Goals:
1 - In the blog post about weight and body image, what field did the writer's mother work in?
2 - Write the next part of the blog post about weight and body image, picking up after its last sentence.

Given text:
I’ve been telling myself to write a new post for a couple of weeks now. Many things have happened since last we spoke. Fat Mama Danny shared an amazing post about their experience with body image and pregnancy and being a new mom. I almost died while dyeing my hair (more on that later,) and I have developed a panic disorder. This last is the most interesting for me. As you may know from my previous posts, I have struggled with a significant weight gain in the past 7 years, which has led me to being almost afraid to be in the world. People often suck. The hatred that comes with being overweight for me is unfortunately often informed by the world in which I live.
So we are back to self hate. But today I want to talk about the steps I am trying to take to overcome that insidious little creep. Look, it isn’t easy to navigate this world, especially when so many steps leave you gasping for air. It’s just… I don’t want to hate myself. I actually love myself a whole lot most of the time, the person that I am and the things that I do to make the world I live in a better place. There are some pretty astounding things about me, I mean I successfully transitioned from homeless youth to a working woman who is a wife and student. These are facts, not really up for debate. But I live in a world that tells me everyday that I am not enough because men don’t want to fuck me.
Clearly that isn’t true, clearly that is an extension of a misogynistic, patriarchal, consumer culture. Clearly it impacts me everyday. All of us to some extent. I spent the better part of the last 7 years afraid of leaving the house. Honestly, I struggle with being this social butterfly that came to be synonymous with my life. I so often could be found on a stage, in the middle of everything just enjoying the world. I know that much of these changes can be attributed to maturity and growth. There comes a time when drinking and staying up all night becomes too much for any body to handle. And with that goes so many friends and parties and camaraderie. Fights and endings of friendships, breaking away from the group to better understand the individual.
Still, being a Fat Girl and living in one of the most health conscious cities in America has its share of conflicts. It’s always weight that comes into play when there is a struggle with people. “Fat bitch!” “I see your mouth is as big as you are!” even “You’d be gorgeous if you’d just lose 50lbs.” That last one is a kicker. Told to me by a stranger as I was walking down Guadalupe St one day. Talk about a resurgence of all the insecurities ever brought on by my well-meaning upbringing. My mom was in advertising, I was often told she could get me a modeling contract if I just lost some weight.

Entries supplied:
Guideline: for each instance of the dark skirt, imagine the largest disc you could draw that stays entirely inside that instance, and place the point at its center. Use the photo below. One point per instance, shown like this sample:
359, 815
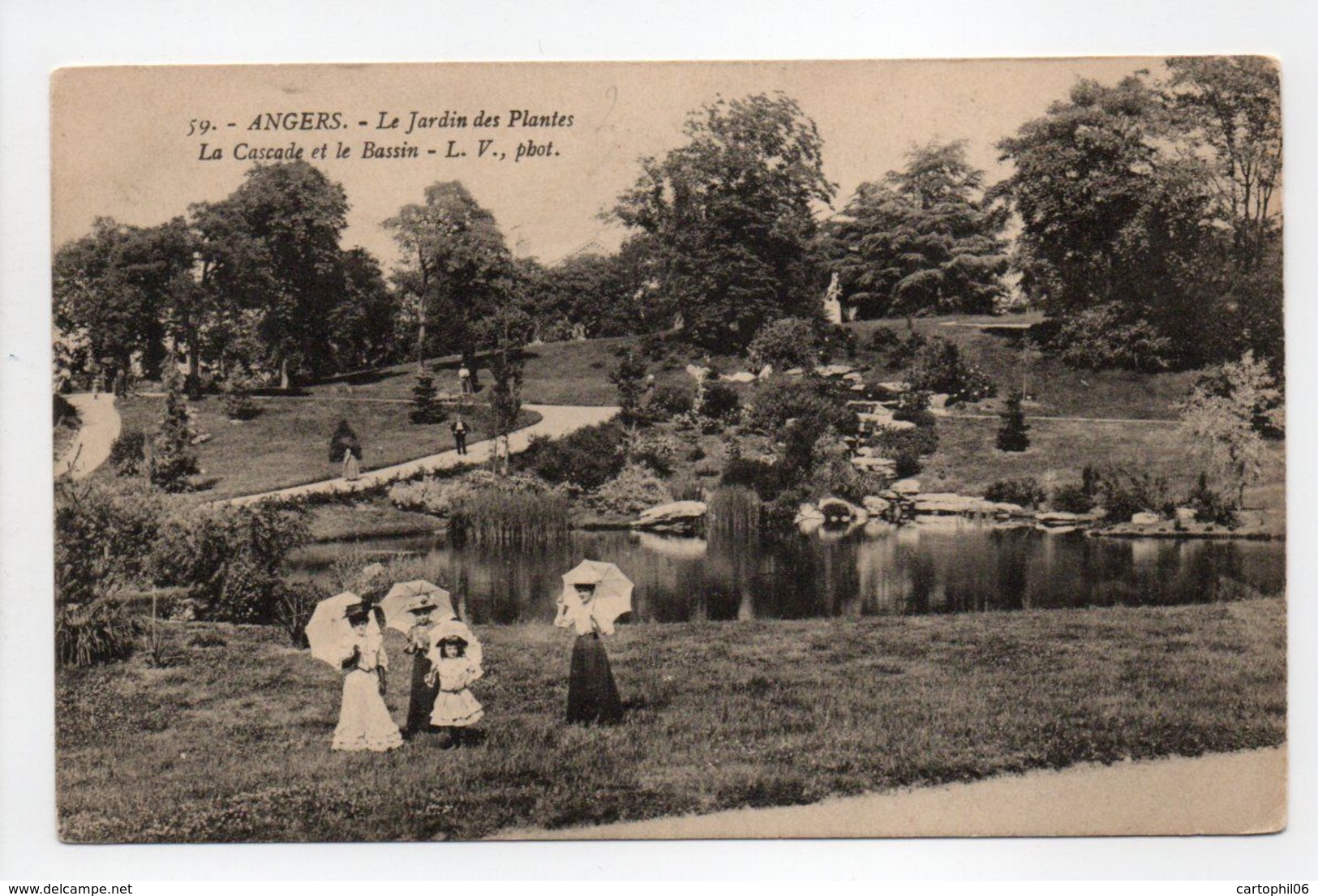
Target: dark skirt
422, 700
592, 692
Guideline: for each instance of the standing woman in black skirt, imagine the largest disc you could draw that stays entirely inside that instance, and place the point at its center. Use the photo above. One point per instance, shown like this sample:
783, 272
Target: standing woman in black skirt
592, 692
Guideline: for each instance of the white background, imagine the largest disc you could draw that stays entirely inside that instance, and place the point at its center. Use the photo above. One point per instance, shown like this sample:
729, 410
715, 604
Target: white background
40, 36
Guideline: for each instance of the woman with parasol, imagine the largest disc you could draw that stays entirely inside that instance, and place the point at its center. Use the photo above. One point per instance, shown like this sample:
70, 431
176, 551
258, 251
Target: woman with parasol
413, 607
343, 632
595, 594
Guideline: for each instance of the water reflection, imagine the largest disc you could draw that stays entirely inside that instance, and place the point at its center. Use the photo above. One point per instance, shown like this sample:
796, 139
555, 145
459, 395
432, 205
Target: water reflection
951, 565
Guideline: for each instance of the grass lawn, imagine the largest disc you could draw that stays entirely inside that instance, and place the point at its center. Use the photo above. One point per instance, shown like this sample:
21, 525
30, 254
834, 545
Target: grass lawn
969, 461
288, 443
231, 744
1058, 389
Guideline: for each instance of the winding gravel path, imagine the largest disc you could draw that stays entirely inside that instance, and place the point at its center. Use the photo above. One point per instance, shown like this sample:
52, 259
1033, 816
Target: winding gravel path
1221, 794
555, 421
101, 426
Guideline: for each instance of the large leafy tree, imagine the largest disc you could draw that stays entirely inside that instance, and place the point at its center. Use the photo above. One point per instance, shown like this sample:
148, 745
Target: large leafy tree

Answer set:
1 - Advertising.

2 -
“You have such a beautiful face.” Always with love and concern, and a twinge of Euro-centricity. “You are so exotic, your eyes, your hair.” Let’s talk about how one probably shouldn’t tell a young girl that she is exotic. Though I suppose it is good preparation for being fetishized later in life. And have no doubt that being mixed AND a Fat Girl has set me up for being fetishized by many a man. Strangely, since you know, I am not enough because men don’t want to fuck me, at least according to Cosmopolitan/Victoria’s Secret/the GAP/beer commercials/consumer culture/etc.
But all of this is just a set up, just a preparation for this exploration in loving myself. I started this journey by telling you that I do in fact love myself, and there exists truth in that statement, though throughout this exploration, I am finding myself disappointed at the self-hate that is cropping up in unexpected places. The questions, innumerable, and seeping in behind every new experience. Fear of the world rejecting me, fear of failing at living up to my own expectations as a Fat Girl trying to create a guide to living for other Fat Girls, fear of failing at my newest venture of going back to school, there is just a ton of fear here.
The truth is, I want to be enough for the world, when I need to be enough for me. And, for all my freak flag flying Fat Girl that I present, there are very real insecurities. I don’t love my body, it often is a hindrance and causes me to stumble. So many would say “just do something about it!” But to do something about my health, it turns out I first actually have to love my body. The way I love the world, the way I never meet a stranger, the way my soul yearns to heal others’ wounds and aches, I haven’t yet mastered that for myself. Somewhere in the way back machine I found my soul rendered worthless. And fear of rejection and abandonment and hurt caused my own unique set of walls that I believed kept me safe. And how much of me do I share with you? How safe is the anonymity of the internet?
So here we are. And I want to tell you what I have done these last few weeks to work on loving my body. To begin, I collect tattoos. I love them. My back is a veritable tank of turtles and they make me happy every day! And I love to show them off, but being a Fat Girl, as many of you know, finding backless shirts is not an easy task, Largely (eh, eh?) because to wear a backless shirt, one must go braless, and that can definitely be a painful experience. That said, I love them and rarely can find my own.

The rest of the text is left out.